Prompt A>
Answer these questions about the bit vector description, one answer per line and marked the same way:
(i) When the bit vectors come from multiple columns, what do the bit positions correspond to?
(ii) Where are unknown columns added when the enforce exclusion option is selected?
(iii) Which option lets the columns to include be defined by a pattern?

Passage>

####################

Generates for each row of a given input table a bit vector. The bit vectors are either generated from
multiple numerical or string columns, a string column containing the bit positions to set, hexadecimal
or binary strings or a collection column. In order to adjust the node settings please select first the
source column object e.g. if the bit vector should be created from multiple string/numerical columns or from a
single string/collection column. Depending on the selected option the corresponding dialog elements are enabled.
Bit vectors from multiple columns
In the case of multiple columns the bit positions in the resulting bit vector correspond to the
column position in the input table.
For example if the second and third column of a given input table is selected and the first column is omitted
the bit vectors of each row will have length 2. The first bit of the bit vector is set if the value of the
second column matches the selected criterion likewise the second bit of the bit vector is set if the value
of the third column matches the selected criterion. The columns to consider when creating the bit vector can
be specified in the multiple column selection section. Using the enforce exclusion/inclusion option the
node can be configured to handle previously unknown columns. If the enforce exclusion option is selected all
unknown columns are added automatically to the include list whereas if the enforce inclusion option is selected
all unknown columns are added to the exclude list. The columns to include can be also defined by a pattern if
the Wildcard/Regex Selection option is selected.

####################

Dataset>
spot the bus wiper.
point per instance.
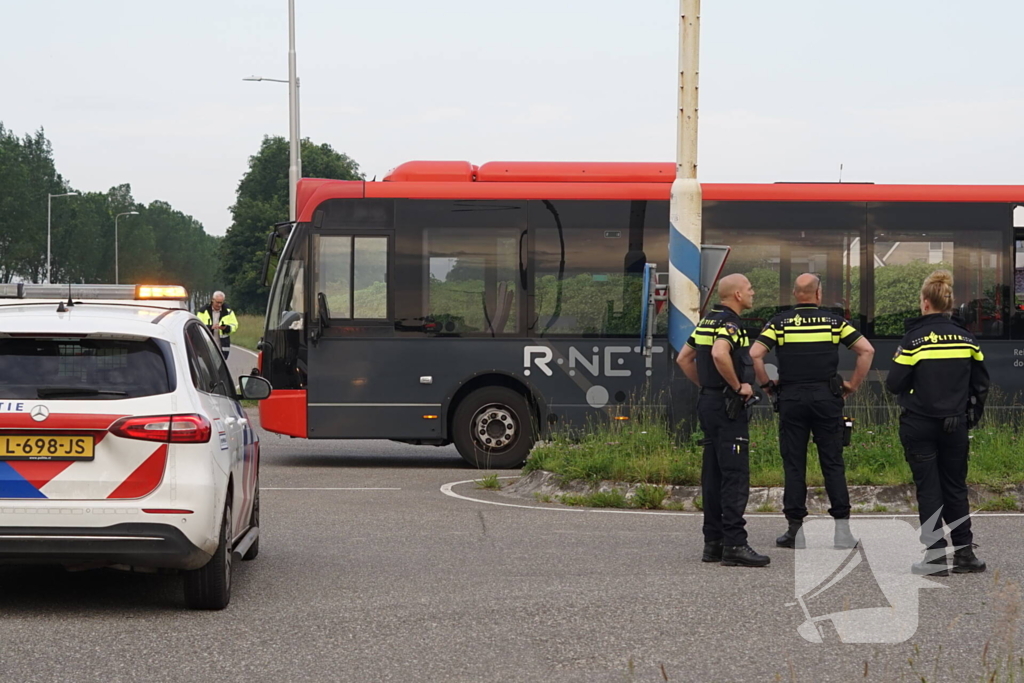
(54, 391)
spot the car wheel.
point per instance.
(494, 428)
(253, 522)
(210, 586)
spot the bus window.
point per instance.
(774, 243)
(911, 241)
(288, 306)
(589, 258)
(472, 280)
(351, 272)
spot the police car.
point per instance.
(122, 439)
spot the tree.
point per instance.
(261, 202)
(158, 246)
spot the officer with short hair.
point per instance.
(810, 394)
(715, 358)
(939, 376)
(221, 321)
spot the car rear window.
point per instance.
(81, 369)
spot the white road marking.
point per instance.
(328, 488)
(446, 489)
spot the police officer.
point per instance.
(221, 321)
(939, 376)
(810, 397)
(715, 357)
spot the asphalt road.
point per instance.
(369, 571)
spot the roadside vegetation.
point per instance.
(644, 451)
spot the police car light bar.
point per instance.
(94, 292)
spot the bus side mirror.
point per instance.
(254, 388)
(271, 243)
(323, 310)
(323, 317)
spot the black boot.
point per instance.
(844, 539)
(788, 540)
(713, 551)
(934, 563)
(965, 561)
(742, 556)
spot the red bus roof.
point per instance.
(611, 180)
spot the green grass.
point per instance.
(491, 481)
(249, 332)
(643, 451)
(648, 497)
(1005, 504)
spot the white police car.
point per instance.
(122, 438)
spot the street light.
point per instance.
(295, 155)
(49, 198)
(117, 274)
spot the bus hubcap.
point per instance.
(494, 427)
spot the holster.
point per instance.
(974, 412)
(733, 402)
(772, 392)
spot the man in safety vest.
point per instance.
(220, 319)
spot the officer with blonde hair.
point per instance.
(939, 376)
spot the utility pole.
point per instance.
(685, 206)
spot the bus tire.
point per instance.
(494, 428)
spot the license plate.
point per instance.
(34, 446)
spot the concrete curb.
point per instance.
(863, 499)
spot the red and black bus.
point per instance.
(484, 305)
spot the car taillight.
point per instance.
(165, 428)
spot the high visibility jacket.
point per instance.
(721, 323)
(938, 368)
(227, 318)
(806, 340)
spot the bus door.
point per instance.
(350, 298)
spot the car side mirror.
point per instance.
(254, 388)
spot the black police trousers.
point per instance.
(938, 461)
(806, 410)
(725, 475)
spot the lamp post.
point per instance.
(117, 273)
(685, 205)
(49, 199)
(295, 154)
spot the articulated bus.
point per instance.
(487, 305)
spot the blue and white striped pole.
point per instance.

####################

Prompt B>
Quote the listing word for word, starting at the line that contains "spot the officer with blonde hair." and ending with the last line of the listing.

Exercise output A>
(i) The bit positions correspond to the column position in the input table.
(ii) They are added automatically to the include list.
(iii) The Wildcard/Regex Selection option lets the columns be defined by a pattern.

Exercise output B>
spot the officer with blonde hair.
point per instance.
(939, 376)
spot the utility pole.
point per instance.
(685, 206)
spot the bus tire.
point per instance.
(494, 428)
spot the license plate.
point per instance.
(34, 446)
spot the concrete curb.
point per instance.
(863, 499)
spot the red and black bus.
point per instance.
(484, 305)
spot the car taillight.
point per instance.
(165, 428)
spot the high visibility jacket.
point per instance.
(721, 323)
(938, 368)
(227, 318)
(806, 340)
spot the bus door.
point per instance.
(350, 298)
spot the car side mirror.
point per instance.
(254, 388)
spot the black police trousers.
point per instance.
(938, 461)
(806, 410)
(725, 475)
spot the lamp post.
point per instance.
(117, 273)
(685, 205)
(49, 199)
(295, 154)
spot the articulated bus.
point per instance.
(487, 305)
spot the blue and white striped pole.
point per instance.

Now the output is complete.